::: DATA LINES :::

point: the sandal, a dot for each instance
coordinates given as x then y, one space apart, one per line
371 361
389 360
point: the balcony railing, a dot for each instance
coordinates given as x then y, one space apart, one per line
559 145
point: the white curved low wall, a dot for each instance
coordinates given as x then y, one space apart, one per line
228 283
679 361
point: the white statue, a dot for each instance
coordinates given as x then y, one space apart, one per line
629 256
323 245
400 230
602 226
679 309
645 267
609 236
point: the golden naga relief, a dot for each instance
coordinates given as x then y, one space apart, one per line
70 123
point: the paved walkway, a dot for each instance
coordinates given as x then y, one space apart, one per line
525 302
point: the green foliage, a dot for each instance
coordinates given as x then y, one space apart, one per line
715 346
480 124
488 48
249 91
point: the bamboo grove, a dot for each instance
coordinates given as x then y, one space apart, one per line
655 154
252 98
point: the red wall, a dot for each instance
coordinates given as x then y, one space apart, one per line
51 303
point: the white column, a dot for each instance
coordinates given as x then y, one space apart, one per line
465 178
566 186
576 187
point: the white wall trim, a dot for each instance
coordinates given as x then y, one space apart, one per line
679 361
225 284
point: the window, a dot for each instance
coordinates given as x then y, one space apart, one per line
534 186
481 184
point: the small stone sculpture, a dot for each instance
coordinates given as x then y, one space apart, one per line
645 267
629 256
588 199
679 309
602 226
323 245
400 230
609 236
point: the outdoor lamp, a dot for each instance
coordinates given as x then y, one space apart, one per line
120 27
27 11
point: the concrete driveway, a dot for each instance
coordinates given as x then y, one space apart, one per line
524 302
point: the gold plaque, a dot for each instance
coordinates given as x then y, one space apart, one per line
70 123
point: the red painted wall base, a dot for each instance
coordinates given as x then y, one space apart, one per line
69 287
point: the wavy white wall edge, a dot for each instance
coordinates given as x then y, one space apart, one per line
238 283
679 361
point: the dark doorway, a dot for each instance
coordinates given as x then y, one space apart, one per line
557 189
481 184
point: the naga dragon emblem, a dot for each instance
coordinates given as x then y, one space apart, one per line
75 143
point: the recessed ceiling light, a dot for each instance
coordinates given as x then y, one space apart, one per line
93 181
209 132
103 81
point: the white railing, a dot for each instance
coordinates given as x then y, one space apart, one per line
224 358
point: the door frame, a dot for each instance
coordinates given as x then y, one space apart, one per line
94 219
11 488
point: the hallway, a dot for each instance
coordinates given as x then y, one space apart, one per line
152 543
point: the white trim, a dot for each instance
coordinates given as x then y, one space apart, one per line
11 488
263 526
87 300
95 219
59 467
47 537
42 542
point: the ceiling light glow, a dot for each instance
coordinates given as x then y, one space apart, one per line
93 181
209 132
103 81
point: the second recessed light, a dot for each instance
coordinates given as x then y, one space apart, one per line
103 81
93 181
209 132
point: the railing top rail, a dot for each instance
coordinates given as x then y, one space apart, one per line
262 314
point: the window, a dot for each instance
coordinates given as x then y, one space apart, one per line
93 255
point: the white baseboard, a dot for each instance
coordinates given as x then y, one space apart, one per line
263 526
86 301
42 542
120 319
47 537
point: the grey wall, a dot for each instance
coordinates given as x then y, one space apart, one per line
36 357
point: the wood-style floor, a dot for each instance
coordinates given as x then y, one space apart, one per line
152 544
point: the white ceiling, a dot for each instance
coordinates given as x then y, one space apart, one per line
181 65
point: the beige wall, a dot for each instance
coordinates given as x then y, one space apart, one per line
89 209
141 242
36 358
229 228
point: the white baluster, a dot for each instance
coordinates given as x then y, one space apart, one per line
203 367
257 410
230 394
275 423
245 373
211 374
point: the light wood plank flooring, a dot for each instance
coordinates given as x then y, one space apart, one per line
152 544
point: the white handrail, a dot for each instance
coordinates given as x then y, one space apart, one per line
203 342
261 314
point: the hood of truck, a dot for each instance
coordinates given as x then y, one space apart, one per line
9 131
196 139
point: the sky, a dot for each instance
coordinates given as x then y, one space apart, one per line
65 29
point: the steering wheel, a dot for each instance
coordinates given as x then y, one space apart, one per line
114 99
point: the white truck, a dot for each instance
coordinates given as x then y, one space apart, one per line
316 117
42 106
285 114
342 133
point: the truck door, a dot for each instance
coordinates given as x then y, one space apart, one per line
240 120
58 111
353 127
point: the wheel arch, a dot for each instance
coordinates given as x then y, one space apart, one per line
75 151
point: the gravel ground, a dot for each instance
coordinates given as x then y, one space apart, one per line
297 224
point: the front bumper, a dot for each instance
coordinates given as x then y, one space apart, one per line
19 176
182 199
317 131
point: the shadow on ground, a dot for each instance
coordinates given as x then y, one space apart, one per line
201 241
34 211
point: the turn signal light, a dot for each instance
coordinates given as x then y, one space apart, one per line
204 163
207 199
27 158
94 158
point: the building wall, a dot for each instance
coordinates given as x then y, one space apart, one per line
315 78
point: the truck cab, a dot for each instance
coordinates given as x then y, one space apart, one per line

:::

Could you reproduce every row above line for line, changing nothing?

(WRITTEN ANSWER):
point: the sandal, a dot for each instance
coordinates given as x then y, one space apart, one per line
371 361
389 360
point: the balcony railing, a dot for each instance
coordinates given as x then y, one space apart, one per line
559 145
point: the white curved low wall, a dot for each instance
coordinates given as x then y, one space apart, one per line
228 283
679 361
point: the white statue, a dot for each instance
coordinates given as x then y, one space apart, one per line
629 256
323 245
400 230
602 226
679 309
645 267
609 236
point: the golden naga relief, a dot for each instance
coordinates given as x then y, one space apart, one per line
70 123
point: the paved walkway, a dot for each instance
coordinates given as x then y, one space apart, one per line
525 302
point: the green foliage, a dot for each instance
coordinates given as x then y, one space apart, one per line
715 346
480 124
488 48
249 91
point: the bamboo grove, a dot for each instance
coordinates given as x then y, one space apart, one per line
655 154
252 98
point: the red wall, a dot for each instance
coordinates given as x then y, one space apart, one per line
51 303
point: the white column, a dot for each instance
coordinates given as x then y, one space apart, one per line
465 178
566 186
576 187
point: the white wall trim, a dot for each instance
coordinates given as x then y, one space apart, one per line
679 361
225 284
point: the window, a dot for each instance
coordinates given as x then y, one space apart, one per line
534 186
481 184
point: the small stone sculpture, a dot for each instance
coordinates given as x then y, one space apart, one per line
645 267
629 256
588 199
679 309
602 226
323 245
400 230
609 236
point: the outdoor lamp, a dot for each instance
coordinates given as x then y, one space apart, one per line
120 27
27 11
point: the concrete driveway, a dot for each instance
coordinates given as x then y, one space apart, one per line
524 302
point: the gold plaque, a dot for each instance
coordinates given as x then y, one space apart, one per line
70 123
point: the red painted wall base, a dot for each instance
coordinates given as x then y, one space apart, one per line
69 287
point: the wavy white wall edge, a dot for each instance
coordinates given as x then y, one space apart, one per line
238 283
679 361
point: the dark doorway, a dot for each instance
coordinates given as x then y, one space apart, one per line
557 189
481 184
point: the naga dragon emblem, a dot for each instance
coordinates given as x then y, one space apart, one per line
75 143
point: the recessed ceiling light, a dot for each instance
coordinates given as x then y, one space apart, one per line
93 181
209 132
103 81
point: the white railing, a dot for each instance
coordinates given as x then y, one space apart, one per line
224 358
point: the door frame, a dot for each instance
coordinates given as x then y, one space apart, one per line
94 219
11 488
point: the hallway, a dot for each instance
coordinates given as x then y, one space apart, one per line
152 543
point: the white trim, a dot for each instance
coordinates given as x then y, one space apart, one per line
11 488
263 526
87 300
95 219
59 467
47 537
42 542
point: the ceiling light glow, a dot for each instance
coordinates given as x then y, one space apart, one per line
93 181
209 132
103 81
point: the second recessed light, a dot for each instance
coordinates given as x then y, one space apart, one per line
103 81
93 181
209 132
point: the railing top rail, a dot for each instance
coordinates given as x then y, one space apart, one per line
262 314
point: the window, a dot for each instance
coordinates given as x then y, one space apart, one per line
93 255
point: the white baseboard, a dot for each instance
coordinates given as x then y, one space apart, one per line
263 526
86 301
42 542
120 319
47 537
point: the grey wall, a dot for each instance
coordinates given as x then y, one space apart, one per line
36 357
point: the wood-style floor, a dot for each instance
coordinates given as x then y, one space apart, one per line
152 544
point: the white ceiling, a dot for each instance
coordinates given as x then y, one space apart, one per line
181 65
point: the beige wall, a dot for each instance
coordinates given as x then y, one space apart, one per line
89 209
141 242
36 358
229 228
point: the white baluster, a dot for each instance
coordinates given as x then y, one space apart, one per line
203 367
257 410
230 394
275 423
245 373
211 374
point: the light wood plank flooring, a dot for each instance
coordinates given as x then y, one space apart, one per line
152 544
point: the white handrail, a dot for each instance
coordinates given as x then y, one space apart, one per line
203 342
261 314
point: the hood of truck, a dot for each instance
coordinates given as x then y, one space apart, one per line
9 131
196 139
point: the sky, a dot for each instance
coordinates given as x then y, one space apart, one per line
65 29
point: the steering wheel, a dot for each instance
coordinates given as x then y, one space apart, one per line
114 99
point: the white truck, a dot for each instance
coordinates given as x then y, one space apart, one per line
316 117
42 106
285 114
342 133
point: the truck door, a dot for each instance
coordinates given as x then y, one space apart, one per line
240 120
58 111
353 127
point: the wheel arch, a dot for each instance
coordinates given as x then y, one space apart, one per line
75 151
point: the gravel ground, a dot for each instance
coordinates given as x then y, one space apart, one per line
297 224
point: the front bumper, a dot for each instance
coordinates given as x then y, one space apart, one per line
19 176
182 199
317 131
point: the shadow on ground, a dot for each instance
coordinates given as x then y, one space apart, one per line
201 241
34 211
point: the turn signal light, a dot for each instance
coordinates given as x then y, one space apart, one per line
204 163
207 199
27 158
94 158
point: the building wall, a dot for each instance
coordinates given as x then y, one space apart, one per line
315 78
point: the truck cab, a dot for each instance
coordinates given as x then y, one space apart, one per line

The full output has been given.